* _Sobre la tarea_
Responde las siguientes preguntas sobre el fragmento acerca de tecnología y cultura, una respuesta por línea.
1. ¿Qué es la tecnología, según el fragmento?
2. ¿En qué aplicación se compartieron las imágenes y cuántos participantes tenía el grupo?
3. ¿Qué término ha acuñado la literatura académica?

* _Fragmento citado_
- - -
Creemos que toda discusión acerca de cómo abordar las consecuencias del acelerado desarrollo técnico debe partir de la base de que la tecnología es un producto sociotécnico y, por lo tanto, una práctica cultural. Esto quiere decir que las tecnologías no son elementos autónomos e independientes de sus contextos de producción y uso, mientras que la cultura es también permeable a las posibilidades que ofrece la tecnología. De este modo, sociedad y técnica se van dando forma mutuamente y no están separadas.

Siguiendo esta premisa, un análisis de lo ocurrido con los estudiantes del Saint George debe considerar no solo la evidente agresión sexual y misoginia implicadas, sino también los elementos técnicos que les dieron lugar. Las imágenes en cuestión fueron compartidas en un grupo de la aplicación Telegram, donde había más de 100 participantes. El medio por el cual ocurre el hecho no es irrelevante. Telegram se caracteriza por ofrecer un sentido de anonimato (solo se requiere un número celular para registrarse, luego se pueden adoptar apodos) y facilitar la formación de comunidades cerradas a las cuales usualmente solo se puede acceder por invitación. Estas cualidades de la plataforma pueden favorecer la normalización de prácticas generizadas, específicamente la reafirmación de la masculinidad por medio del ejercicio de violencia contra cuerpos feminizados.

Lo anterior no quiere decir que sea la aplicación la culpable de generar culturas de agresión sexual. Se trata más bien de dar cuenta de que el contexto tecnológico sirvió, en este caso, para la proliferación de problemas ya existentes. La literatura académica ha acuñado el término tecnoculturas tóxicas para referirse a cómo el desarrollo de softwares –como los generadores de deepfakes acarrea procesos de reproducción de normas de género binarias que se pasan por alto entre las comunidades desarrolladoras. Particularmente, al tratarse de contenido generado artificialmente, resulta más fácil deshumanizar a quien se hace partícipe del deepfake y relativizar el daño que estas tecnologías pueden llegar a causar. De esta forma, las tecnoculturas tóxicas son dependientes de la suma entre una configuración cultural específica y una plataforma.
- - -
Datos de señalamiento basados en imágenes
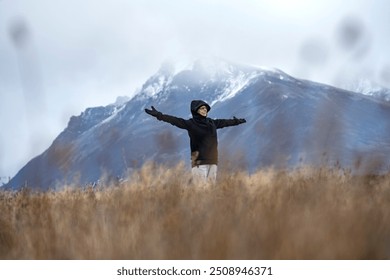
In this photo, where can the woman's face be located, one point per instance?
(202, 111)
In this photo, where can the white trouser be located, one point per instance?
(205, 172)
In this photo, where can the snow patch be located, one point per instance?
(235, 85)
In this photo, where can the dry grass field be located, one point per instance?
(159, 214)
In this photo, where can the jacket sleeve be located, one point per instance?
(221, 123)
(178, 122)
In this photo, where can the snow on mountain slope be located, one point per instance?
(290, 122)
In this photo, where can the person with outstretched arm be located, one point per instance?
(203, 137)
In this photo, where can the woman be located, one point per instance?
(203, 137)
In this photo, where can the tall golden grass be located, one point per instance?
(160, 214)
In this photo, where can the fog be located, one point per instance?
(59, 57)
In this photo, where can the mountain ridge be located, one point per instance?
(291, 122)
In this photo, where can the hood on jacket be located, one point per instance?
(196, 104)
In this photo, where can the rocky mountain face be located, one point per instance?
(290, 123)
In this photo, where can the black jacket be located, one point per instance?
(202, 132)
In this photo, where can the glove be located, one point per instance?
(153, 112)
(239, 121)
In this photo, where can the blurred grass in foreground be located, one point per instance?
(159, 214)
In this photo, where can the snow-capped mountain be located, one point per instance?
(290, 122)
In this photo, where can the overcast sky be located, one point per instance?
(58, 57)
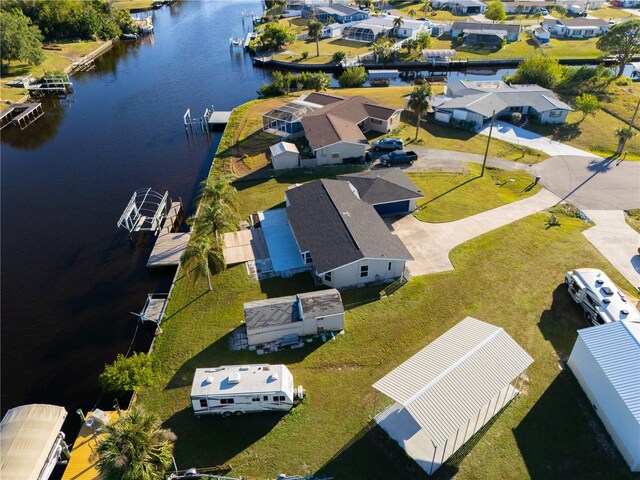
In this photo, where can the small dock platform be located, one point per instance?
(168, 249)
(82, 464)
(218, 118)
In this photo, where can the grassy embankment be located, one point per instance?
(56, 60)
(511, 277)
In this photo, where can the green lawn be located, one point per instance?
(450, 196)
(55, 60)
(512, 277)
(594, 134)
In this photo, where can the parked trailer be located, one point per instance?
(237, 389)
(599, 297)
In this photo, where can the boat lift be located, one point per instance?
(145, 212)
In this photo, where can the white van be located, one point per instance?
(598, 296)
(237, 389)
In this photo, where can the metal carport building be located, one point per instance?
(450, 389)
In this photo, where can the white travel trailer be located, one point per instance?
(598, 296)
(237, 389)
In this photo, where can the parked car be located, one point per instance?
(388, 144)
(398, 157)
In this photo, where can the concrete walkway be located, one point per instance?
(617, 241)
(520, 136)
(430, 243)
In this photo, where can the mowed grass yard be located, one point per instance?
(512, 277)
(56, 60)
(450, 196)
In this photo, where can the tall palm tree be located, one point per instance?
(203, 252)
(315, 32)
(624, 134)
(135, 447)
(419, 102)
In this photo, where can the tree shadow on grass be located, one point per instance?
(561, 437)
(210, 441)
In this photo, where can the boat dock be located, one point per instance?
(82, 464)
(21, 114)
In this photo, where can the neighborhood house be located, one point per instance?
(341, 237)
(298, 315)
(474, 33)
(471, 103)
(575, 27)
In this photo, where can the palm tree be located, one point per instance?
(624, 134)
(202, 252)
(135, 447)
(315, 32)
(419, 102)
(397, 23)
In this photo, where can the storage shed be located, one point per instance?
(284, 155)
(450, 389)
(606, 362)
(303, 314)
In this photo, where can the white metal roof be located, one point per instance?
(282, 147)
(27, 436)
(616, 348)
(241, 379)
(451, 379)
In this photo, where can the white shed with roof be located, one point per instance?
(284, 155)
(450, 389)
(606, 361)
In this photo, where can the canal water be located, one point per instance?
(70, 278)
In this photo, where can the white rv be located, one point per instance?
(238, 389)
(598, 296)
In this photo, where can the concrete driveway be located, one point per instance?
(617, 241)
(592, 183)
(520, 136)
(430, 243)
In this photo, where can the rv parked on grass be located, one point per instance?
(237, 389)
(598, 296)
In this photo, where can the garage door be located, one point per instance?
(395, 207)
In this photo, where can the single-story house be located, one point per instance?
(460, 7)
(606, 362)
(335, 132)
(302, 314)
(341, 237)
(284, 155)
(487, 33)
(334, 13)
(525, 7)
(333, 30)
(473, 103)
(575, 27)
(388, 190)
(446, 393)
(541, 34)
(370, 29)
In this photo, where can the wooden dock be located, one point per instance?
(168, 249)
(82, 464)
(219, 118)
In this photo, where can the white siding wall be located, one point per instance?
(349, 275)
(285, 160)
(618, 420)
(334, 154)
(546, 117)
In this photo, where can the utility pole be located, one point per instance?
(486, 152)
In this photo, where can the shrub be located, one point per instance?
(127, 374)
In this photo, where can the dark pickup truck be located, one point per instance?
(398, 157)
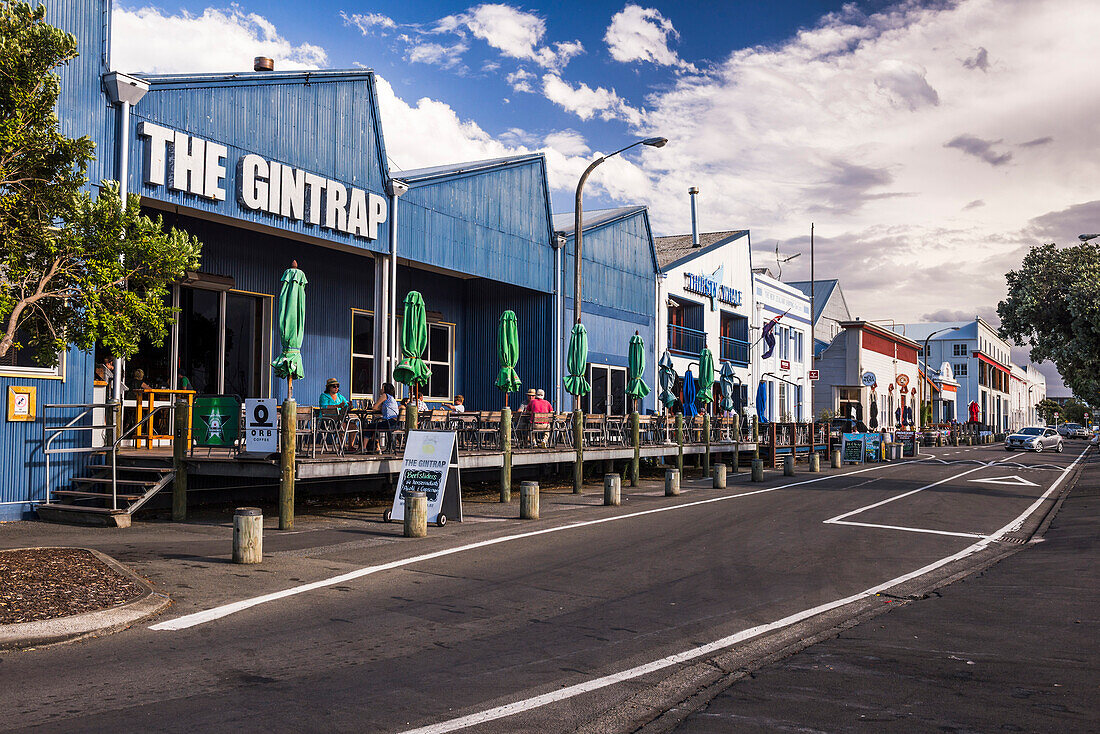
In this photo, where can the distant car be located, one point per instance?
(837, 426)
(1034, 438)
(1073, 430)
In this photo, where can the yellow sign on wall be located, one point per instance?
(22, 403)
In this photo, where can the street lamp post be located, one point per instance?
(920, 417)
(578, 214)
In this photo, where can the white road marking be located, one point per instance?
(1014, 480)
(695, 653)
(226, 610)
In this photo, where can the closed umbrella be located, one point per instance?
(690, 409)
(636, 387)
(576, 360)
(705, 376)
(668, 378)
(726, 383)
(290, 321)
(411, 370)
(507, 349)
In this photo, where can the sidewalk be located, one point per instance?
(1013, 648)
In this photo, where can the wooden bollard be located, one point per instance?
(416, 515)
(613, 490)
(671, 482)
(528, 501)
(719, 477)
(248, 535)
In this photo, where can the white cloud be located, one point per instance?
(586, 102)
(515, 33)
(154, 41)
(642, 34)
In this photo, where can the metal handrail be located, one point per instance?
(70, 426)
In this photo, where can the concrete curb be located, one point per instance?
(89, 624)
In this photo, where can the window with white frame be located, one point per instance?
(362, 354)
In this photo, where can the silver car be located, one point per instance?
(1034, 438)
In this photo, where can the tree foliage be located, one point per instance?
(1054, 307)
(74, 270)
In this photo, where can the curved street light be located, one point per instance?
(578, 215)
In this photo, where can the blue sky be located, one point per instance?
(931, 143)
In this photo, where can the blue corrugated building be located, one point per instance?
(268, 167)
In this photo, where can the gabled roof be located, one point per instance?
(823, 291)
(674, 249)
(565, 221)
(415, 175)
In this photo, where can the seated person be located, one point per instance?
(386, 406)
(331, 396)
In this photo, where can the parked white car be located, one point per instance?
(1034, 438)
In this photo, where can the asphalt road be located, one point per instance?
(521, 634)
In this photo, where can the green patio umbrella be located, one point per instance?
(507, 349)
(290, 321)
(726, 382)
(576, 361)
(667, 373)
(411, 370)
(636, 387)
(705, 376)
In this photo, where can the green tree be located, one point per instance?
(1054, 307)
(74, 270)
(1047, 408)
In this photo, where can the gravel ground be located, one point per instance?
(45, 583)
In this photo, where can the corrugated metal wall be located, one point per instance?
(493, 223)
(327, 126)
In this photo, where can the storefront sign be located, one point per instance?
(186, 163)
(707, 286)
(430, 464)
(261, 435)
(22, 403)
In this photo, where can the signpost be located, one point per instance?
(261, 435)
(430, 464)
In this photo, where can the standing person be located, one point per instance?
(331, 395)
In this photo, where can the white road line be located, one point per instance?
(695, 653)
(226, 610)
(908, 529)
(903, 494)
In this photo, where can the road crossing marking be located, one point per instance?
(233, 607)
(695, 653)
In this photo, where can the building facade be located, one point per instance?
(784, 373)
(705, 299)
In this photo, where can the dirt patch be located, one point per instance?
(45, 583)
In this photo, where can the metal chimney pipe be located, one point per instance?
(694, 227)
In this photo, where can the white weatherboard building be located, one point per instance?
(705, 298)
(785, 372)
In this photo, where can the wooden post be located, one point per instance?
(416, 514)
(706, 435)
(636, 437)
(579, 447)
(287, 442)
(528, 501)
(248, 535)
(179, 446)
(613, 490)
(680, 442)
(671, 482)
(506, 446)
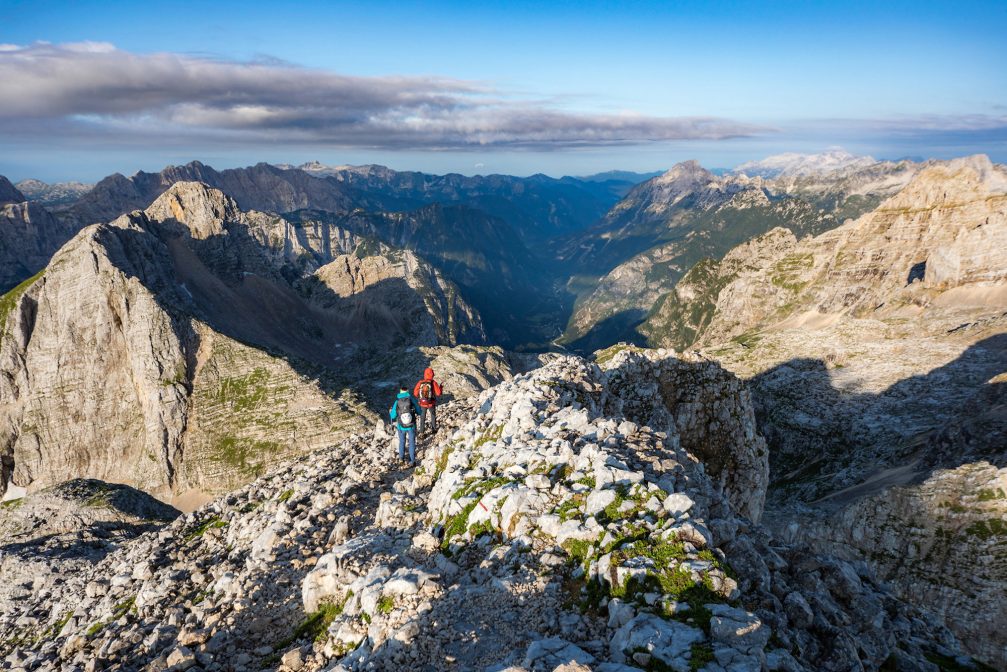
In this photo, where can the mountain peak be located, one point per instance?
(958, 180)
(8, 192)
(690, 168)
(201, 209)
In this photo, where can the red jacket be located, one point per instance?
(428, 375)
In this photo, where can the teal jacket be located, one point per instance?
(394, 411)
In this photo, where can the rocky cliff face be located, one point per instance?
(547, 529)
(28, 236)
(482, 255)
(171, 352)
(881, 344)
(941, 242)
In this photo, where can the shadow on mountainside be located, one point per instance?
(80, 519)
(230, 283)
(620, 327)
(830, 446)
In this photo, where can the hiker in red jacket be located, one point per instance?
(427, 391)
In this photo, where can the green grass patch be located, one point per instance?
(948, 664)
(569, 509)
(10, 299)
(492, 434)
(245, 392)
(245, 455)
(701, 655)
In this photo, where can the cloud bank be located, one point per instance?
(94, 90)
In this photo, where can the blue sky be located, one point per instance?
(518, 87)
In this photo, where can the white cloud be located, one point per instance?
(94, 89)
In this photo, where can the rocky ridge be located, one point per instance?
(58, 194)
(658, 232)
(29, 234)
(176, 334)
(564, 520)
(882, 345)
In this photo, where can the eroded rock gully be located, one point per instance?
(563, 520)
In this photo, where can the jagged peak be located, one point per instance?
(9, 192)
(202, 209)
(685, 169)
(956, 180)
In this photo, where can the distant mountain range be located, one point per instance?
(582, 258)
(52, 195)
(187, 330)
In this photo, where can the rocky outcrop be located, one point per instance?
(874, 353)
(544, 530)
(170, 352)
(28, 237)
(942, 241)
(9, 192)
(942, 543)
(408, 292)
(681, 316)
(68, 528)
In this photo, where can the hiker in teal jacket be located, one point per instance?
(405, 412)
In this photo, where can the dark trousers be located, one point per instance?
(428, 413)
(407, 436)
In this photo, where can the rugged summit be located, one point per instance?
(565, 519)
(52, 195)
(28, 237)
(883, 345)
(171, 351)
(8, 192)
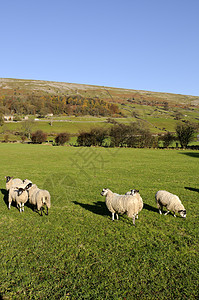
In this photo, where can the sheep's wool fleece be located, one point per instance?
(122, 204)
(169, 200)
(13, 183)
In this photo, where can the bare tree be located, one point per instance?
(185, 133)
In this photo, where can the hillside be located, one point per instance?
(82, 106)
(22, 88)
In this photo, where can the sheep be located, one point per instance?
(19, 195)
(132, 192)
(10, 181)
(39, 197)
(27, 181)
(129, 204)
(171, 202)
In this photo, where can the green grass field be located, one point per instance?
(77, 252)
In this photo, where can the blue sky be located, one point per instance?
(137, 44)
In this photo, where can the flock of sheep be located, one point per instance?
(131, 203)
(22, 191)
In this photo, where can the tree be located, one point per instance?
(84, 139)
(185, 133)
(38, 137)
(167, 139)
(26, 127)
(62, 138)
(1, 120)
- - -
* _Solución propuesta_
1. Un producto sociotécnico y, por lo tanto, una práctica cultural.
2. En Telegram, en un grupo de más de 100 participantes.
3. Tecnoculturas tóxicas.